--- Document segment Enclosed Below ---

Enter input sequence
You can enter a single-chain protein sequence in FASTA format with or without the FASTA header line. Your input sequence may look like this:
or simply this
If the sequence contains a FASTA header line, it must start with “>”, followed by the sequence name. We automatically remove spaces and line breaks. We currently cannot handle non-canonical amino acids, neither multi-chain targets.
Please limit the length of the sequence to 400 amino acids.
If you like to obtain predictions for longer proteins, please contact us.
Upload contact restraints
You can upload your own contact restraints to be used for the structure prediction. Please follow these steps:
- Store your contact restraints in a single text file.
- Make sure to follow the format described below.
- Upload the contacts file when you submit the job.
We accept uploaded contact restraints in the following file format (according to CASP11 file format definition):
TARGET T9999 REMARK Predictor remarks 1 8 0 8 0.720 1 10 0 8 0.715 # <- i=1 j=10: indices of residues (integers), 31 38 0 8 0.710 10 20 0 8 0.690 # <- d1=0 d2=8: the range of Cb-Cb distance 30 37 0 8 0.678 # predicted for the residue pair (i,j) 11 29 0 8 0.673 1 9 0 8 0.63 # <- p=0.63: probability of the residues i=1 and j=9 21 37 0 8 0.502 # being in contact (in descending order) 8 15 0 8 0.401 3 14 0 8 0.400 5 15 0 8 0.307 7 14 0 8 0.30 END
The format consists of a header followed by residue-residue contacts defined by 5 columns:
i j d1 d2 p
- indices i and j of the two residues in contact are provided such that i < j, i.e. only half of the contact map is supplied.
- the numbers d1 and d2 indicate the distance limits defining a contact. A pair of residues is defined to be in contact when the distance between their C-beta atoms (C-alpha in case of glycine) is less then 8 Ångstrøm. Therefore, we accept d1=0 and d2=8.
- the real number p indicates probability / confidence of the two residues being in contact, and is the range 0.0 – 1.0. Contacts are listed according to the decreasing probability p.
Please note that we only parse contact restraint lines that follow this format. Any other lines (remarks, comments, wrongly defined contact restraints, other distance ranges) will be ignored.
We inform you about the number of accepted contact restraints after the parsing and list the rejected contacts with an appropriate error message.
We explain how we integrate the accepted contact restraints in our FAQ.
3D modeling method
RBO Aleph automatically decides which 3D modeling method is most appropriate for the given sequence if “Automatic” is chosen as method (Default). After predicting the contacts for the given target sequence our server runs template retrieval. Based on its outcome RBO Aleph perform either:
- template-based modeling if our template retrieval detects a suitable template or
- ab initio modeling if no suitable template was found.
RBO Aleph implements a machine learning approach to select suitable templates, which are retrieved from several threading algorithms.
RBO Aleph also allows to select one out of these two modeling methods explicitly. Note that forcing template-based modeling may result in a poor prediction if the found template matches poorly.
RBO Aleph performs domain boundary prediction by default when ‘automatic’ modeling is selected. We recommend to keep this setting for input sequences with more than 250 amino acids, because the quality of ab initio predictions deteriorates for longer sequences. If RBO Aleph detects multiple domains, it is much easier to predict each domain separately.
But you may deactivate “Domain splitting” to predict the whole input sequence at once by deselecting the check box when using the ‘automatic’ modeling method. In case you force ‘abinitio’ or ‘template-based modeling’ instead of ‘automatic’ domain prediction cannot be used in the current implementation. This will be changed soon.
RBO Aleph performs domain splitting
- based on selected templates if uncovered regions longer than 50 residues occur or
- if no template is found we use a consensus of state-of-the-art sequence-based domain prediction method. In case we cannot detect a domain boundary with high enough confidence, we will not split the target sequence at all.
In case the target is splitted into domains we run a domain assembly protocol to build a prediction over the whole target.

--- End of Enclosed Document segment ---

- **Task 1**
In the RBO Aleph documentation, reproduce the passage starting at "But you may" and ending at "be changed soon.", swapping "check box" for "toggle switch".
- **Task 2**
List every kind of line that the RBO Aleph documentation says will be ignored when contact restraints are parsed.

--- Recorded data Enclosed Below ---

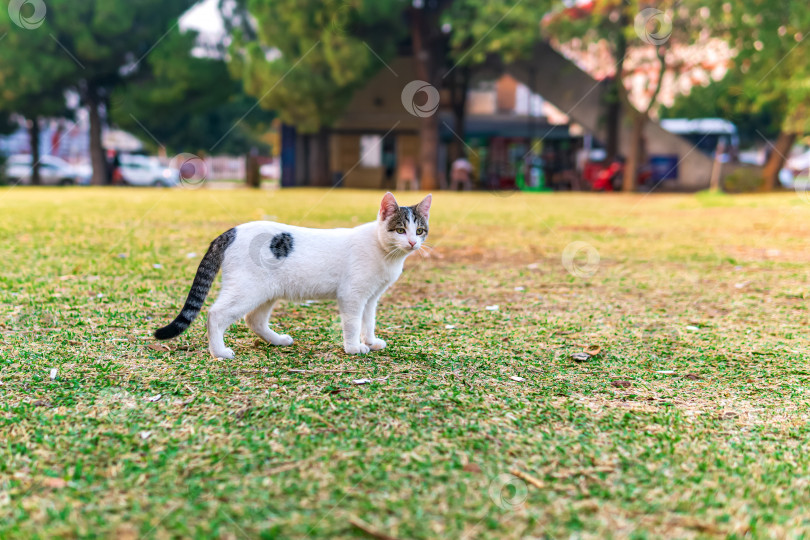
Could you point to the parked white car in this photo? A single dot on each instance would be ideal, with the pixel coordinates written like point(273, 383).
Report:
point(53, 171)
point(271, 170)
point(137, 170)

--- End of Enclosed Recorded data ---

- **Response box 1**
But you may deactivate “Domain splitting” to predict the whole input sequence at once by deselecting the toggle switch when using the ‘automatic’ modeling method. In case you force ‘abinitio’ or ‘template-based modeling’ instead of ‘automatic’ domain prediction cannot be used in the current implementation. This will be changed soon.

- **Response box 2**
- Remarks
- Comments
- Wrongly defined contact restraints
- Other distance ranges